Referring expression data
------------------------
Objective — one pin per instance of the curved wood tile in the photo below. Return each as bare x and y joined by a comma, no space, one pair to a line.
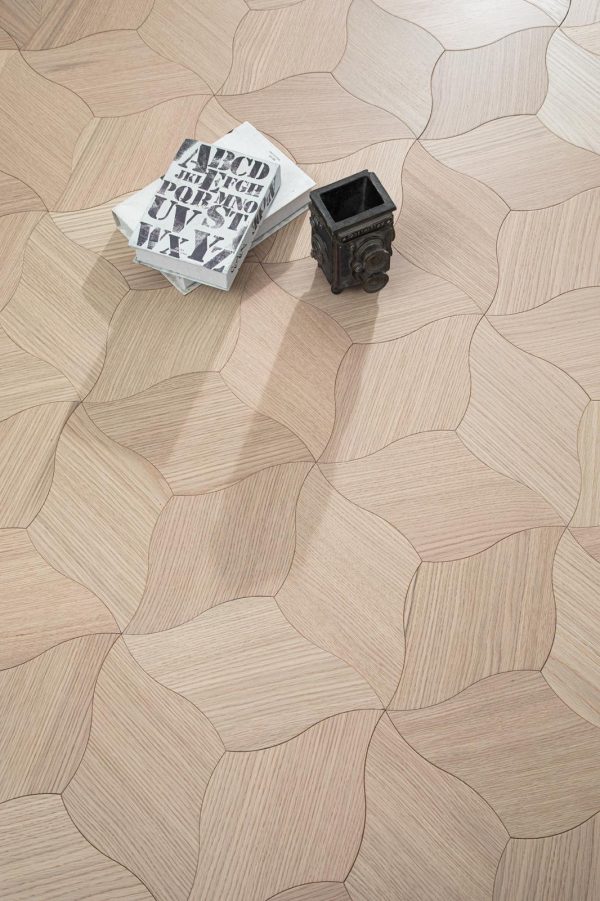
583,12
45,709
498,736
478,616
564,867
570,109
303,807
67,21
565,331
266,48
197,37
406,53
39,607
537,262
386,159
31,105
116,73
387,391
27,449
588,509
589,539
445,500
197,433
437,838
346,587
124,153
573,667
138,791
43,855
74,294
158,335
234,543
26,381
520,159
17,197
286,359
95,229
96,523
587,36
461,24
412,298
255,677
455,240
315,117
506,78
523,417
15,229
------------------------
» WORK ITEM
Give every line of the records above again, exactly, and omit the pictures.

» RESPONSE
Objective — one pin per instance of the curved wood tile in the photo below. Return each as bare x and y joined by a comma, no space, one pair to a line.
583,12
45,709
498,736
478,616
564,867
570,109
303,807
67,21
565,331
266,48
197,37
406,53
39,607
537,262
386,159
31,105
116,73
387,391
27,449
588,509
589,539
445,500
197,433
437,838
346,587
124,153
573,667
138,791
43,855
74,294
158,335
234,543
26,381
520,159
17,197
286,359
95,229
96,523
587,36
461,24
412,298
255,677
455,240
315,117
506,78
523,417
15,229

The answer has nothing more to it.